▶ **EXERCISE**
The complete listing should be copied out exactly.

▶ **DATA FOR ANALYSIS**
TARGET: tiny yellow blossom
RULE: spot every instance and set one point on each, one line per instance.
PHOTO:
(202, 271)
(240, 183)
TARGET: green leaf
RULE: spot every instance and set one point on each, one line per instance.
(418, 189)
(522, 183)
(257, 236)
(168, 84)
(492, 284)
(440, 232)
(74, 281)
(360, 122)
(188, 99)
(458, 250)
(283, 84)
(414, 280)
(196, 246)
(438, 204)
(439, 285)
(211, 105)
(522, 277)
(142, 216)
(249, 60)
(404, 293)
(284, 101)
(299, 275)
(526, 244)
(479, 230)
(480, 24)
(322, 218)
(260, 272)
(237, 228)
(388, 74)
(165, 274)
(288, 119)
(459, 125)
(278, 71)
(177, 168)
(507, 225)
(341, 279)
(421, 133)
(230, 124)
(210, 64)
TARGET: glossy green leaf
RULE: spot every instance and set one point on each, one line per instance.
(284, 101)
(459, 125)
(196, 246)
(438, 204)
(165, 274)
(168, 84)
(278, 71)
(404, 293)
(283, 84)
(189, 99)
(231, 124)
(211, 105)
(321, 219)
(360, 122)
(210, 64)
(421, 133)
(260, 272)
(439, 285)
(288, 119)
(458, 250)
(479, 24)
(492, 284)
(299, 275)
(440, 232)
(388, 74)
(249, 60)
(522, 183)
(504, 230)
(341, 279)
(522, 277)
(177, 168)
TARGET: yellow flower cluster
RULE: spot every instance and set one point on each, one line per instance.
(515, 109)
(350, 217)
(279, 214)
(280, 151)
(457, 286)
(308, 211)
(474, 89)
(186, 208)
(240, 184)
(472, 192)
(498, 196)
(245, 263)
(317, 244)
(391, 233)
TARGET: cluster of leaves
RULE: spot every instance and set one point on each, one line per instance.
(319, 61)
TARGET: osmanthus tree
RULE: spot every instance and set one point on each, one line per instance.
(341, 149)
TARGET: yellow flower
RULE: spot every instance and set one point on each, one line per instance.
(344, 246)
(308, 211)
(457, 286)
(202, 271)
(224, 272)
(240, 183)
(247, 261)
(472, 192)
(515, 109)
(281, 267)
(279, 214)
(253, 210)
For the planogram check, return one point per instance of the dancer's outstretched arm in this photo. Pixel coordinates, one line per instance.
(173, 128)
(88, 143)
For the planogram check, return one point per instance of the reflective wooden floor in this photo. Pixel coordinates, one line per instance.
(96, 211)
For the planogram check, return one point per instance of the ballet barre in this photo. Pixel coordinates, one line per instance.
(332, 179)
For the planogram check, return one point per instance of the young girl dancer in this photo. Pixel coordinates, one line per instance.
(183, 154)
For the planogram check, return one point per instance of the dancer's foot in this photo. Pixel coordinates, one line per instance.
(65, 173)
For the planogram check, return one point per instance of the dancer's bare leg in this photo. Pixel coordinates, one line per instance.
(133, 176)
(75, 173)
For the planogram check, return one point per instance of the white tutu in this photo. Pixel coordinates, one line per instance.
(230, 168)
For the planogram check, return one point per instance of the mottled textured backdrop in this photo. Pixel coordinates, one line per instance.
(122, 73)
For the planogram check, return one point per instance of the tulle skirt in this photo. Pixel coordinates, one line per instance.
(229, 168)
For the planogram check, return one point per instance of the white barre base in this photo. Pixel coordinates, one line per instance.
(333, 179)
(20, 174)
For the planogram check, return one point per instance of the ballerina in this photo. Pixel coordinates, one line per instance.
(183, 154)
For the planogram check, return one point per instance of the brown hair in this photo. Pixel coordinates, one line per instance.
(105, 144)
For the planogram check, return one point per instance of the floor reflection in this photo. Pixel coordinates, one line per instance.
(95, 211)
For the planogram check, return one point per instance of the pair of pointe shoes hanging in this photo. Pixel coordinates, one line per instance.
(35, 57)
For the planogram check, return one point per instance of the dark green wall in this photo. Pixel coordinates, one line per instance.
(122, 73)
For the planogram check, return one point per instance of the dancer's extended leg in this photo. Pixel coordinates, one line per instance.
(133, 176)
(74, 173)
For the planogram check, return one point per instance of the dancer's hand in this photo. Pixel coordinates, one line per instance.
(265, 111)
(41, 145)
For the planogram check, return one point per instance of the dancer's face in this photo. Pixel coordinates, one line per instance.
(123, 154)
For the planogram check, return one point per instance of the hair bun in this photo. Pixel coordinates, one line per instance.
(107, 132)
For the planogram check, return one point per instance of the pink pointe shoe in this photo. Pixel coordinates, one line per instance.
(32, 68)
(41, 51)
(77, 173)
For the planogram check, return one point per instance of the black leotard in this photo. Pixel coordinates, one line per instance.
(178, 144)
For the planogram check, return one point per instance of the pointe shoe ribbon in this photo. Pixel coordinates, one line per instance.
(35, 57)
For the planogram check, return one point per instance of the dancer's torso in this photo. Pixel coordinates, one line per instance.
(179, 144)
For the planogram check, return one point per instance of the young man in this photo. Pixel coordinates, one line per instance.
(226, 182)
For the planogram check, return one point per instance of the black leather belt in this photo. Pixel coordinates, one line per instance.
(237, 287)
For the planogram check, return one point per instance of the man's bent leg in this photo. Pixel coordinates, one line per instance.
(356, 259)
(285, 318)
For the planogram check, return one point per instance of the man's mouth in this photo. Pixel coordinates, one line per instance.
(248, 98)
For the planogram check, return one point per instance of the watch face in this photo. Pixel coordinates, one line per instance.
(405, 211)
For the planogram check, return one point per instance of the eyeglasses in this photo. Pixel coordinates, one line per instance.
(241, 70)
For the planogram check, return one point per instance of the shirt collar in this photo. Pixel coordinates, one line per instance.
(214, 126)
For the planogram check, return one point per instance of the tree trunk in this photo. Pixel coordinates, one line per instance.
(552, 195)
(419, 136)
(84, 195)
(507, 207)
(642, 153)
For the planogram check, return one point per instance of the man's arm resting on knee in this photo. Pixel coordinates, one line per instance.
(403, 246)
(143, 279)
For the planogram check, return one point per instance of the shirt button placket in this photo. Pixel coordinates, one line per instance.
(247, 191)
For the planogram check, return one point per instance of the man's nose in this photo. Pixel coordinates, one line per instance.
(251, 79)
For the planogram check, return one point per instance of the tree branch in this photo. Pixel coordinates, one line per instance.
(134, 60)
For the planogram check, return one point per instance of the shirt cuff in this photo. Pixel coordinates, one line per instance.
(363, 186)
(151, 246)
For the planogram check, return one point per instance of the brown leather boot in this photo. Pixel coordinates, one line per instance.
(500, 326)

▶ **COMPLETED EXERCISE**
TARGET: tiny yellow blossom
RULE: spot every instance and set one point on each, one line per instance.
PHOTO:
(202, 271)
(240, 183)
TARGET: green leaf
RULE: spot every instance and set one point on each, one line per instance.
(418, 189)
(522, 183)
(257, 236)
(168, 84)
(492, 284)
(440, 232)
(74, 281)
(360, 122)
(188, 99)
(458, 250)
(283, 84)
(414, 280)
(196, 246)
(438, 204)
(439, 285)
(211, 105)
(522, 277)
(142, 216)
(249, 60)
(404, 293)
(284, 101)
(299, 275)
(526, 244)
(479, 230)
(480, 24)
(322, 218)
(260, 272)
(237, 228)
(388, 74)
(165, 274)
(288, 119)
(459, 125)
(278, 71)
(177, 168)
(507, 225)
(341, 279)
(421, 133)
(230, 124)
(210, 64)
TARGET: glossy green leaf
RULE: spot every instance and set one point on each, one line per instance.
(284, 101)
(459, 125)
(196, 246)
(438, 204)
(165, 274)
(168, 84)
(278, 71)
(404, 293)
(283, 84)
(189, 99)
(231, 124)
(211, 105)
(321, 219)
(360, 122)
(210, 64)
(421, 133)
(260, 272)
(439, 285)
(288, 119)
(458, 250)
(479, 24)
(492, 284)
(299, 275)
(440, 232)
(388, 74)
(249, 60)
(522, 183)
(504, 230)
(341, 279)
(522, 277)
(177, 168)
TARGET: yellow flower cluster
RULE: spot every instance and set one point on each, one line per instance.
(515, 109)
(350, 217)
(279, 214)
(280, 151)
(457, 286)
(308, 211)
(474, 89)
(186, 208)
(240, 184)
(472, 192)
(498, 196)
(245, 263)
(317, 244)
(391, 233)
TARGET: cluster of leaves
RULE: spot every instance and set one point on each, one line per instance.
(319, 61)
TARGET: osmanthus tree
RULE: spot every instance and set one point on each, one line per instance.
(341, 149)
TARGET: yellow flower
RULE: spot every instance and set one point on each, one line per instance.
(344, 246)
(308, 211)
(457, 286)
(202, 271)
(224, 272)
(240, 183)
(247, 261)
(472, 192)
(515, 109)
(281, 267)
(279, 214)
(253, 210)
For the planogram check, return one point per instance of the dancer's outstretched arm in this photo. Pixel coordinates, one line per instance.
(173, 128)
(88, 143)
For the planogram check, return one point per instance of the reflective wooden floor in this photo. Pixel coordinates, one line per instance.
(96, 211)
For the planogram check, return one point per instance of the ballet barre in this photo. Pixel coordinates, one line per instance.
(332, 179)
For the planogram check, return one point per instance of the young girl dancer in this photo. Pixel coordinates, one line per instance.
(183, 154)
For the planogram check, return one point per instance of the dancer's foot in this photo. Pixel coordinates, one line per instance.
(65, 173)
For the planogram check, return one point per instance of the dancer's bare leg in this photo. Pixel coordinates, one line per instance.
(133, 176)
(75, 173)
For the planogram check, return one point per instance of the white tutu in this photo. Pixel coordinates, one line per instance.
(230, 168)
For the planogram check, return one point per instance of the mottled textured backdrop in this photo. Pixel coordinates, one line per instance.
(122, 73)
For the planogram check, return one point per instance of the tulle skirt in this photo. Pixel coordinates, one line per instance.
(229, 168)
For the planogram check, return one point per instance of the white barre base in this photo. Pixel coordinates, one line per instance.
(333, 179)
(20, 174)
For the planogram check, return one point per instance of the ballerina in this photo. Pixel coordinates, one line per instance.
(183, 154)
For the planogram check, return one point per instance of the brown hair in this photo. Pixel coordinates, one line per instance.
(105, 144)
For the planogram check, return one point per instance of the floor reflection in this photo. Pixel coordinates, one line per instance.
(95, 211)
For the planogram check, return one point per instance of the pair of pointe shoes hanging in this photo. Pixel coordinates, one line per instance.
(35, 57)
For the planogram check, return one point per instance of the dark green wall in this photo. Pixel coordinates, one line per instance.
(122, 73)
For the planogram check, return one point per instance of the dancer's extended leg in this photo. Pixel coordinates, one line per instance.
(133, 176)
(74, 173)
For the planogram check, return one point per instance of the dancer's hand in this photo. Pixel coordinates, one line per instance.
(265, 111)
(41, 145)
For the planogram check, return one point per instance of the dancer's face in this photo. Pixel coordinates, one line per instance.
(123, 154)
For the planogram check, return one point per instance of the hair bun in this photo. Pixel coordinates, one line per instance.
(107, 132)
For the planogram check, return one point per instance of the pink pointe shoe in this photo. Pixel coordinates, one line per instance.
(32, 68)
(41, 51)
(77, 173)
For the planogram check, return one point per instance of the black leotard in this photo. Pixel coordinates, one line per instance.
(178, 144)
For the planogram check, return one point per instance of the pointe shoe ribbon in this photo. Pixel coordinates, one line per instance.
(35, 57)
For the planogram check, return one point per instance of the dancer's torso in this photo. Pixel coordinates, one line per instance.
(179, 144)
For the planogram check, return one point per instance of the young man in this photo. Pixel coordinates, one line per instance.
(226, 182)
For the planogram check, return one point per instance of the black leather belt in this photo. Pixel coordinates, one line per instance.
(237, 287)
For the planogram check, return one point per instance of the man's bent leg in this photo. Pixel coordinates, one line per instance.
(356, 259)
(285, 318)
For the planogram check, return one point per instance of the man's mouth in this photo. Pixel coordinates, one line per instance.
(248, 98)
For the planogram check, return one point per instance of the watch face in this photo. Pixel coordinates, one line per instance.
(405, 211)
For the planogram check, return one point per instance of the eyeglasses in this photo. Pixel coordinates, one line per instance.
(241, 70)
For the planogram check, return one point per instance of the shirt collar in this photo. Pixel coordinates, one line per instance.
(214, 126)
For the planogram check, return one point per instance of the tree trunk in this photo. Pixel coordinates, one line per instance.
(552, 195)
(419, 136)
(84, 195)
(507, 207)
(642, 153)
For the planogram check, return one point per instance of the man's arm resting on knee in this photo. Pixel coordinates, one line per instance.
(403, 246)
(143, 279)
For the planogram check, return one point per instance of the shirt button placket in this photo. Pixel coordinates, one line per instance.
(247, 191)
For the planogram check, return one point per instance of the man's nose in this photo. Pixel coordinates, one line per instance.
(251, 79)
For the planogram check, return one point per instance of the tree branch in this photo. Pixel coordinates, one line per instance.
(134, 60)
For the planogram check, return one point per instance of the shirt cuff in this photo. Pixel coordinates, one line per instance.
(363, 186)
(151, 246)
For the planogram check, return one point per instance of the brown leather boot in this photo. Pixel coordinates, one line per instance.
(500, 326)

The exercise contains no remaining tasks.